[Data items]
════════════════
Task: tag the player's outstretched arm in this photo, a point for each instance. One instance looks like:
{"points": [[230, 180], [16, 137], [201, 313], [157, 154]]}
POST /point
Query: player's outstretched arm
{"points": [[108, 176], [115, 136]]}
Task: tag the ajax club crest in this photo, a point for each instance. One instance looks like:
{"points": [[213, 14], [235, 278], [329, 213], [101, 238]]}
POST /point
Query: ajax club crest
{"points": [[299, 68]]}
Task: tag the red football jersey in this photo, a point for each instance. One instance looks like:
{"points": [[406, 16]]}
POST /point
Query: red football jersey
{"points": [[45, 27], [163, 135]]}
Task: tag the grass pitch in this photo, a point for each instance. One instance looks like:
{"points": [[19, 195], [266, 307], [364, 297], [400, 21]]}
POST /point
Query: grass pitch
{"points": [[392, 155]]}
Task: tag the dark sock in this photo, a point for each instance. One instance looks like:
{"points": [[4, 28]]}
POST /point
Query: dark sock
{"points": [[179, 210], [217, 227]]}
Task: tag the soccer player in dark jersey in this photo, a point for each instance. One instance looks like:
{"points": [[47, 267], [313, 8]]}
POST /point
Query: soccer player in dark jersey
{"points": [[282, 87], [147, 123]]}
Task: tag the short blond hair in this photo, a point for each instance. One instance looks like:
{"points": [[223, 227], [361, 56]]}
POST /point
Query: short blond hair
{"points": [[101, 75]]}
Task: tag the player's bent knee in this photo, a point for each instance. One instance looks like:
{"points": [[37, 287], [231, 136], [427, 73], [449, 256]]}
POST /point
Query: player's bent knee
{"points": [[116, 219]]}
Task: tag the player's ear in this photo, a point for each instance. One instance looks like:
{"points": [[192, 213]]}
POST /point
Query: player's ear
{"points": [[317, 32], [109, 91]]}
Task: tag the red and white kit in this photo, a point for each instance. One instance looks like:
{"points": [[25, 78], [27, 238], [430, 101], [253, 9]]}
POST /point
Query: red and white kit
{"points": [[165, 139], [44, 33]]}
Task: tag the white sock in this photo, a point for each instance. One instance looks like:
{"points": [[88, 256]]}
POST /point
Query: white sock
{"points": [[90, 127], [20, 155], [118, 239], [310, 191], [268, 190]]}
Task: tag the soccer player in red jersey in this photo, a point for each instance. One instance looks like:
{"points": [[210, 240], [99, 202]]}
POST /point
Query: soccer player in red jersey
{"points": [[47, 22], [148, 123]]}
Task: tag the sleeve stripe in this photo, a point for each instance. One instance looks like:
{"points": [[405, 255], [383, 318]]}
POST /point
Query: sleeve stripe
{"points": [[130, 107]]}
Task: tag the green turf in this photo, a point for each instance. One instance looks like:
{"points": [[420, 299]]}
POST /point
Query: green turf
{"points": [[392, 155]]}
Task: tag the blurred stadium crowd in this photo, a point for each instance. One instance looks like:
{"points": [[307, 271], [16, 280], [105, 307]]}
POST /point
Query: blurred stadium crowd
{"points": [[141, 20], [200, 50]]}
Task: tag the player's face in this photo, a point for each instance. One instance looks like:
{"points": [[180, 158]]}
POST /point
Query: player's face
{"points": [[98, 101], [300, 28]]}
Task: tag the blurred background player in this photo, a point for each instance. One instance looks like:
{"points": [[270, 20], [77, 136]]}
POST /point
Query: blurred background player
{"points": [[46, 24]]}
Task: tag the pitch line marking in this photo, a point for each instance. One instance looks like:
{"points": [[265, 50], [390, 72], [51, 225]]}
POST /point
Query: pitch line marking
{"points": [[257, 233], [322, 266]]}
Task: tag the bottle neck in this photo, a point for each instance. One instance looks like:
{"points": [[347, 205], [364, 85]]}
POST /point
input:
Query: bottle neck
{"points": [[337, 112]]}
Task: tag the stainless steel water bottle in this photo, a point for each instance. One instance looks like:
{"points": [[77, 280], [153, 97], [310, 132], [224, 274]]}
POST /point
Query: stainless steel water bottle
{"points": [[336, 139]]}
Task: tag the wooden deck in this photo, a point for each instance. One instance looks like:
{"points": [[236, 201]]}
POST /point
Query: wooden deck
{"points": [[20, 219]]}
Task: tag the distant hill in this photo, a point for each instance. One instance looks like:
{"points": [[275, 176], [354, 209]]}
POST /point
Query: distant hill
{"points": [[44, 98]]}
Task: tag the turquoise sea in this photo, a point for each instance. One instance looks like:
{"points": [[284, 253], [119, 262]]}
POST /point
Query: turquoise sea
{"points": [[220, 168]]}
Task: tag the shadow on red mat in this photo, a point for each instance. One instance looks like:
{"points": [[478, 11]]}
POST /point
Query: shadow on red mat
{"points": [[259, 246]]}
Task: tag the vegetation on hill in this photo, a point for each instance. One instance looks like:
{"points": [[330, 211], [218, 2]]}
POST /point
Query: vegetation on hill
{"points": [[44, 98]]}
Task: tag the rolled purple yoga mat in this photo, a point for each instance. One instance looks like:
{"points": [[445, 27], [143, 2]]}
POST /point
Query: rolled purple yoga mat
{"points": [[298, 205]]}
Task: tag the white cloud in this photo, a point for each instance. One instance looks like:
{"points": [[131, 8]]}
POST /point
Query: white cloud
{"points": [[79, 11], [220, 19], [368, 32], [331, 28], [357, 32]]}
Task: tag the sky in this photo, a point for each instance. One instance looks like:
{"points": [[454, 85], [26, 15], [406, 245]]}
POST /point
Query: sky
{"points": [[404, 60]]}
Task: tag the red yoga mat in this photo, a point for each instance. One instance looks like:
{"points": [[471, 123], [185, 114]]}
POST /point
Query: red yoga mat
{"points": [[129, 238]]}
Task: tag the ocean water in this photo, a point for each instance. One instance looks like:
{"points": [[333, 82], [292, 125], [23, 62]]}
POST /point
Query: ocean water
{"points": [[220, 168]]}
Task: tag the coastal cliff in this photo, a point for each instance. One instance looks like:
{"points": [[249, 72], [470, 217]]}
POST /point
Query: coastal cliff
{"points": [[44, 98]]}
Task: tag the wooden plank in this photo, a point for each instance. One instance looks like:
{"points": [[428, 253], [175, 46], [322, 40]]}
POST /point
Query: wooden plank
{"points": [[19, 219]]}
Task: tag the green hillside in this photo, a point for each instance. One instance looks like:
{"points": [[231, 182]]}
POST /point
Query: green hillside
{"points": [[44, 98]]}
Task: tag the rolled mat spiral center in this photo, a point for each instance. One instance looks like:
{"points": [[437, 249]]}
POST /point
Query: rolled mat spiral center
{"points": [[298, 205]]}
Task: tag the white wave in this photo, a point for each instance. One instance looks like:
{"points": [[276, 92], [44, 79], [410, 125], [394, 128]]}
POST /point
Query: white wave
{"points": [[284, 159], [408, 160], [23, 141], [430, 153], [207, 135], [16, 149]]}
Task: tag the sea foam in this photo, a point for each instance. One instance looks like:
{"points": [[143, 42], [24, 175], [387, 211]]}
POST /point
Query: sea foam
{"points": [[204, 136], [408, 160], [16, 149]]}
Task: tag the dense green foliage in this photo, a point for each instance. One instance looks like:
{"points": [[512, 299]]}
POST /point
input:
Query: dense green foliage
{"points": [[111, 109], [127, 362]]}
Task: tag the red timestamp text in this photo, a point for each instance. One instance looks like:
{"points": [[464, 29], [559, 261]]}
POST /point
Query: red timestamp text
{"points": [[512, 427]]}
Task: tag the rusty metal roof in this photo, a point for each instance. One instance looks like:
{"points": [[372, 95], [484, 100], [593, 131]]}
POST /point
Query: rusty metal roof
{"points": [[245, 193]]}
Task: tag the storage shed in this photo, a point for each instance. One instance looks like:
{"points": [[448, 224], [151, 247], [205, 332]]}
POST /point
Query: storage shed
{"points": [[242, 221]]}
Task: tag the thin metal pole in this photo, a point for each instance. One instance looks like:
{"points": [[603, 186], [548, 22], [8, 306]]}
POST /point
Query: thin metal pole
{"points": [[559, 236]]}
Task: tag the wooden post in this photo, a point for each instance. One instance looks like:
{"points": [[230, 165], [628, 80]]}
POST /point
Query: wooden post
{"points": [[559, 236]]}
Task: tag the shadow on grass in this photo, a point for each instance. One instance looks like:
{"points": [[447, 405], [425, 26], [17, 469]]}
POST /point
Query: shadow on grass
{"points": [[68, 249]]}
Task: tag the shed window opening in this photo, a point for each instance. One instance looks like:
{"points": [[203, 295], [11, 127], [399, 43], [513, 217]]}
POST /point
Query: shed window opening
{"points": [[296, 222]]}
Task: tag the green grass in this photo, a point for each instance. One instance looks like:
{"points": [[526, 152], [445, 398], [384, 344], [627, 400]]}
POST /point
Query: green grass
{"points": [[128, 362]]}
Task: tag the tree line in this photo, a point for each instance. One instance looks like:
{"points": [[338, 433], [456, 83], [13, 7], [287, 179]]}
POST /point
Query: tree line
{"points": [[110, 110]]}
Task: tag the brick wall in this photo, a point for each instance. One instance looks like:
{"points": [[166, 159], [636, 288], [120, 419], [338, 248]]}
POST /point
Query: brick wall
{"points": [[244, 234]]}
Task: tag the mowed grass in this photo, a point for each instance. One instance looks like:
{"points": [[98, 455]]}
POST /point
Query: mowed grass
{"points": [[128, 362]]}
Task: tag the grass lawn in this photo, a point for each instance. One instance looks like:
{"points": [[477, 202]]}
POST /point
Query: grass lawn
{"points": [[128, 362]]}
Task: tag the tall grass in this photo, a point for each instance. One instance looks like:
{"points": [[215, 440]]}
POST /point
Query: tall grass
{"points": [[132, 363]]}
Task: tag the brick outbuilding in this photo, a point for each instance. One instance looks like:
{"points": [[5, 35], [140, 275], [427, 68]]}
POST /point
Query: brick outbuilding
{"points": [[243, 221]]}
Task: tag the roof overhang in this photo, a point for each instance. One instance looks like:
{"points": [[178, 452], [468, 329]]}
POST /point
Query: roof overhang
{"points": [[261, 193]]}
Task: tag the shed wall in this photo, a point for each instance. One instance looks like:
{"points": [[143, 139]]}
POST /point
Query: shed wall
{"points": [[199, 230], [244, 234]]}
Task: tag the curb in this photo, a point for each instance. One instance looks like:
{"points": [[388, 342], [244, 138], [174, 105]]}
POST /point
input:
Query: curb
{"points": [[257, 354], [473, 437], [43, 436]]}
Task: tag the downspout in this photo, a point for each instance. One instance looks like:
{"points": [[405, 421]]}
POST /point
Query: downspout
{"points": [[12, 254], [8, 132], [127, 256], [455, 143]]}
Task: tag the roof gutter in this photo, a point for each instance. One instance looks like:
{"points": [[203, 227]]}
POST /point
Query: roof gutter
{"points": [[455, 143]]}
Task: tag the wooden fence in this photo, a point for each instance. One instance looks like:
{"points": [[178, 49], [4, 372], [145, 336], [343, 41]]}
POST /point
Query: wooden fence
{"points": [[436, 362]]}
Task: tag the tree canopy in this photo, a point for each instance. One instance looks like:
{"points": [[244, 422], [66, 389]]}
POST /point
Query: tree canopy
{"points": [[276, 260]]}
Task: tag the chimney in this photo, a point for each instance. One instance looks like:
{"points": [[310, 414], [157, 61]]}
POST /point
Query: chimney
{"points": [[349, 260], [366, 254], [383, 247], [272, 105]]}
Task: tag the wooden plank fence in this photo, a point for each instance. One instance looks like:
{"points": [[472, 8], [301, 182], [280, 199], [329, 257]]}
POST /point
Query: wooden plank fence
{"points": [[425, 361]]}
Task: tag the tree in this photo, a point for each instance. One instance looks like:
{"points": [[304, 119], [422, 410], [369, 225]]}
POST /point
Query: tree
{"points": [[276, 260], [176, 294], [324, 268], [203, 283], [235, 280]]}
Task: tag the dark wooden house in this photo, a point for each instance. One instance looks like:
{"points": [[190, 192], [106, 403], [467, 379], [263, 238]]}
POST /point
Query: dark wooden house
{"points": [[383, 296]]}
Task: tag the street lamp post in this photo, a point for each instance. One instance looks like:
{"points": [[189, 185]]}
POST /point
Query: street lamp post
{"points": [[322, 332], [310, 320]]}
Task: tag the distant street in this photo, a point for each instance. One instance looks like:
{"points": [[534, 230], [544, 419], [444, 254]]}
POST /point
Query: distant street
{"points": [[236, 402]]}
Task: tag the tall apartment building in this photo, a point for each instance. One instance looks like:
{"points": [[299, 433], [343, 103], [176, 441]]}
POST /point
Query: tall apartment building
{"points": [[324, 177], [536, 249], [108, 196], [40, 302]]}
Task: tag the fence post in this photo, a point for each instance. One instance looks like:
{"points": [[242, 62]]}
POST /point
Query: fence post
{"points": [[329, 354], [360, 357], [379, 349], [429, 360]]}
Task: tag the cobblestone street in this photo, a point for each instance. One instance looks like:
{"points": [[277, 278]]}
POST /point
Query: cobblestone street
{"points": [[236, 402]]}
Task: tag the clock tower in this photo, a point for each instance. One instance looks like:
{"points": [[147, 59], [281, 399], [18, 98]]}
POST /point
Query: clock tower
════════════════
#### [Instructions for the task]
Using the material above, extract the line that contains "Task: tag the distant street" and every line after it, exactly as given; stop at the last line.

#### [Task output]
Task: tag the distant street in this photo, a point for each instance. One instance looks like:
{"points": [[534, 230], [544, 419], [444, 254]]}
POST /point
Query: distant street
{"points": [[236, 402]]}
Task: tag the tall apartment building in this photo, a point for each instance. One instance looks like:
{"points": [[299, 433], [343, 103], [176, 441]]}
POST /point
Query: tall apartment building
{"points": [[324, 177], [536, 249], [108, 196], [40, 302]]}
Task: tag the fence post in this photo, a point for each instance. One instance looks like:
{"points": [[242, 62]]}
POST /point
Query: fence post
{"points": [[329, 354], [360, 357], [379, 349], [429, 360]]}
Task: tag the cobblestone street in this photo, a point for each instance. One instance looks like:
{"points": [[277, 278]]}
POST /point
Query: cobblestone street
{"points": [[236, 402]]}
Task: tag the clock tower in this photo, a point for each instance. One instance looks like:
{"points": [[147, 59], [281, 399], [18, 98]]}
POST /point
Query: clock tower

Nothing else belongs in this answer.